Entries drawn from a collection:
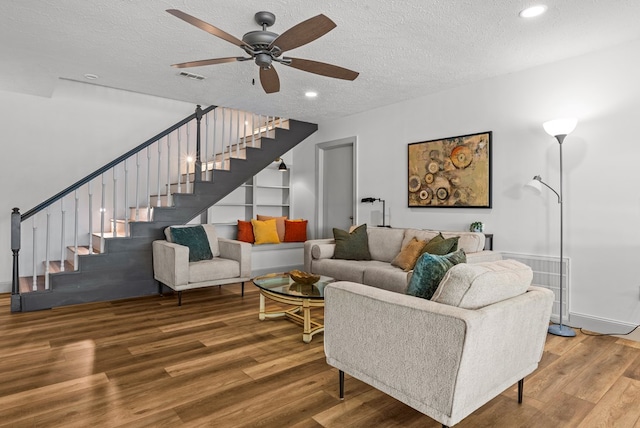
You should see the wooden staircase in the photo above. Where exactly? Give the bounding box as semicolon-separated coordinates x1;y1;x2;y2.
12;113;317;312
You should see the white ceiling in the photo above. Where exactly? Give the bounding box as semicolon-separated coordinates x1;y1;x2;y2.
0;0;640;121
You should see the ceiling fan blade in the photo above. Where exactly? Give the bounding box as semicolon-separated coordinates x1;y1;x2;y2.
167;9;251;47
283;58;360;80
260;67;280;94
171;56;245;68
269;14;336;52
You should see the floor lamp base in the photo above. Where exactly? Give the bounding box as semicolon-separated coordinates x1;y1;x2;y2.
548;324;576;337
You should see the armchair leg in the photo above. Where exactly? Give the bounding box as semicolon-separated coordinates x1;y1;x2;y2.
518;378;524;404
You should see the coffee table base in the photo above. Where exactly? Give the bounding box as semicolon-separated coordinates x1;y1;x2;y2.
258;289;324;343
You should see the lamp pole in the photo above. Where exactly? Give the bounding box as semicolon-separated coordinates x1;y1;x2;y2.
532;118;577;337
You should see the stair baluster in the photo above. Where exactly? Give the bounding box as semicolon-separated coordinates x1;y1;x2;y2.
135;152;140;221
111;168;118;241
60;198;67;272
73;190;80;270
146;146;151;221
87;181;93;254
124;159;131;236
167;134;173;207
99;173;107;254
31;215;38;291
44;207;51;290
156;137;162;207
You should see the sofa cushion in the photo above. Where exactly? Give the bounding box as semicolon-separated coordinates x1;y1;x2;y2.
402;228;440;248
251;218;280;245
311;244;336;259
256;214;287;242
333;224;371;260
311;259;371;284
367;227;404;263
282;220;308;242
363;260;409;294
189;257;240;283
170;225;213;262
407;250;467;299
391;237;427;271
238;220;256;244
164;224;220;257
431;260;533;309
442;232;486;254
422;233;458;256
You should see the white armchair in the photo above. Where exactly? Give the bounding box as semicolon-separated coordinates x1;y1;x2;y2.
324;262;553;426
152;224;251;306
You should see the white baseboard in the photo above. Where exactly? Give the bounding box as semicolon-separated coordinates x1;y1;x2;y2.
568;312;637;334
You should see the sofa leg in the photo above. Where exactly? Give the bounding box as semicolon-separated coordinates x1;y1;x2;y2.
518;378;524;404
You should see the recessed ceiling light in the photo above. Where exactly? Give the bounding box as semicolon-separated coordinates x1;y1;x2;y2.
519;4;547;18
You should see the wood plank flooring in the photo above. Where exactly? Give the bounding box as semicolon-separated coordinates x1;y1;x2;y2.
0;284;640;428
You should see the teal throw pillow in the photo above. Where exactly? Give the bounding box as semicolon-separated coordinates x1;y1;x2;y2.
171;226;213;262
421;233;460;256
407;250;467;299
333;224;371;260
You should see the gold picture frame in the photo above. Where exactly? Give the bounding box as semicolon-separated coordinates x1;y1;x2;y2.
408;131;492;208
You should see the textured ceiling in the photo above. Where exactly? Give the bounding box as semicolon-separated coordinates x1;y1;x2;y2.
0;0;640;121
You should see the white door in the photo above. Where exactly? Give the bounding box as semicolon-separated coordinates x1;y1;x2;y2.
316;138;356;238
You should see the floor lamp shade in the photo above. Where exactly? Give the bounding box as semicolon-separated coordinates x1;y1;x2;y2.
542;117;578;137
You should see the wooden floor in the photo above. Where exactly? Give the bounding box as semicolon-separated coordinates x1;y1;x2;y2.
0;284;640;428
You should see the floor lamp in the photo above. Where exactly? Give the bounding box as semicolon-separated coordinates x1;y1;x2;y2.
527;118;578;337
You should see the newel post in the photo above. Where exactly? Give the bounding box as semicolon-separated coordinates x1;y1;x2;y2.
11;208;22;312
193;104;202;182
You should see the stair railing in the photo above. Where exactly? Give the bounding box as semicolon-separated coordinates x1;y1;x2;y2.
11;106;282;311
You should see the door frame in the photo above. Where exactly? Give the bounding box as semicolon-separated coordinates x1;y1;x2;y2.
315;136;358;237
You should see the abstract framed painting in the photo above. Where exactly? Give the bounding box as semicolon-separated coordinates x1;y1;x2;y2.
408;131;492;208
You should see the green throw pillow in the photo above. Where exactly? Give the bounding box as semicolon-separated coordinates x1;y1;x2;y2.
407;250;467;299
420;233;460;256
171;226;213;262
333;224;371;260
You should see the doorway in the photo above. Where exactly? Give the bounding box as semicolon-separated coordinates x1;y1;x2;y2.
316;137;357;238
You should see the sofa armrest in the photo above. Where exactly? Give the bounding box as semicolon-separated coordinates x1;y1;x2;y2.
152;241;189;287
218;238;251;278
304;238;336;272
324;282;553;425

• **WORK TO COMPLETE**:
Can you set down every one of the records above word for word, leaving out the pictures?

• **EXERCISE RESPONSE**:
You should see the wooden staircase in the photo above. Where exactly? Give the bounding box as semicolon-separated coordinates x1;y1;x2;y2.
12;113;317;312
You should see the white ceiling in the photo above. Where exactly? Give the bounding box as semicolon-separated coordinates x1;y1;x2;y2.
0;0;640;121
You should see the ceiling fan blade in the photo above. Where exactly? Give the bounding box as semicolon-separated coordinates x1;y1;x2;y2.
167;9;251;47
283;58;360;80
260;67;280;94
171;56;245;68
269;14;336;52
You should see the floor lamp base in the photo above. Where exactly? Give the bounding box as semicolon-separated coordinates x1;y1;x2;y2.
548;324;576;337
You should see the armchair leg in the photo above. Where exactly? Give the bounding box as semicolon-separated coordinates x1;y1;x2;y2.
518;378;524;404
You should see the coffee table base in the photo above. Where exactly? Give the bounding box as semicolon-separated coordinates x1;y1;x2;y2.
258;289;324;343
You should see the lamp pole in the photo above. Where exactly? Give the bounding box as semicolon-separated coordinates x1;y1;x2;y2.
532;118;577;337
You should see the stair baluster in the photo above. Where exactly? Give the bounding box as semicolon-separated coordinates x1;y1;x2;y2.
135;152;140;221
111;168;118;241
60;198;67;272
73;190;80;270
146;146;151;221
87;181;93;254
124;159;131;236
167;134;173;207
99;173;107;254
31;215;38;291
44;207;51;290
156;137;162;207
You should see the sofa cushion in the photo above. Where exactly? Give the bounding box as semicolon-separated coordinates x1;y1;x2;y2.
402;228;440;248
251;218;280;245
311;244;336;259
256;214;287;242
333;224;371;260
311;259;371;284
367;227;404;263
282;220;308;242
363;260;409;294
189;257;240;283
170;225;213;262
407;250;467;299
391;237;427;271
238;220;256;244
164;224;220;257
431;260;533;309
442;232;486;254
422;233;458;256
You should see the white armchair in the photo above. Where exactly? Give the bounding box as semicolon-separated coordinates x1;y1;x2;y2.
324;262;553;426
152;224;251;306
You should see the white baseboard in the photo above. Where exactly? Give the bounding box as semicolon-separated coordinates x1;y1;x2;y2.
568;312;637;334
You should see the sofa leg in the photo above. Where exactly? Give the bounding box as semicolon-separated coordinates x1;y1;x2;y2.
518;378;524;404
You should see the recessed ceiling light in the photo above. Where exactly? Give the bounding box as semicolon-separated coordinates x1;y1;x2;y2.
519;4;547;18
You should see the wood plank flooring in the photo above. Where exactly? Give the bounding box as semicolon-separated coordinates x1;y1;x2;y2.
0;284;640;428
You should see the teal throw pillow in the photo above. Where exactly? Give the bounding box as semicolon-separated coordinates x1;y1;x2;y2.
171;226;213;262
421;233;460;256
407;250;467;299
333;224;371;260
You should see the gold picture frame in the photo above. Where exactly? Give the bounding box as semicolon-separated coordinates x1;y1;x2;y2.
408;131;492;208
You should see the textured ceiling in the photo above. Where exactly? Give the bounding box as semicolon-separated coordinates x1;y1;x2;y2.
0;0;640;121
You should see the white door in the photo above. Where exactly? Give the bounding box as semicolon-separated coordinates x1;y1;x2;y2.
316;138;356;238
You should see the floor lamp shade in the photo above. Where exactly? Give the bounding box as semicolon-separated coordinates x1;y1;x2;y2.
542;117;578;137
You should see the wooden floor in the photo above. Where exactly? Give the bounding box as semicolon-separated coordinates x1;y1;x2;y2.
0;284;640;428
You should see the floor lamp in the photo above. Where exactly? Give the bounding box as semicolon-separated coordinates x1;y1;x2;y2.
527;118;578;337
You should see the newel post in the photo above. Where exactly? Give the bounding box as semicolon-separated coordinates x1;y1;x2;y2.
11;208;22;312
193;104;202;182
You should see the stair railing in the photo above. Where exactly? Give the bounding box as semicolon-separated coordinates x1;y1;x2;y2.
11;106;282;311
You should see the door frame in the photo above. Where exactly? Give the bounding box as semicolon-separated coordinates x1;y1;x2;y2.
315;136;358;237
You should see the abstract framed painting in the photo above. Where exactly? Give the bounding box as semicolon-separated coordinates x1;y1;x2;y2.
408;131;492;208
You should see the green throw pillow in the photo above. Where exactly? Give the bounding box as semicolon-separated coordinates x1;y1;x2;y2.
407;250;467;299
420;233;460;256
171;226;213;262
333;224;371;260
You should see the doorway in the photo above. Where exactly? Give the bounding box as semicolon-separated coordinates x1;y1;x2;y2.
316;137;357;238
You should see the sofa armrest in the photo above. Where exactly? Give the bounding box as semicolon-separated coordinates x1;y1;x2;y2.
152;241;189;287
218;238;251;278
304;238;336;272
324;282;553;425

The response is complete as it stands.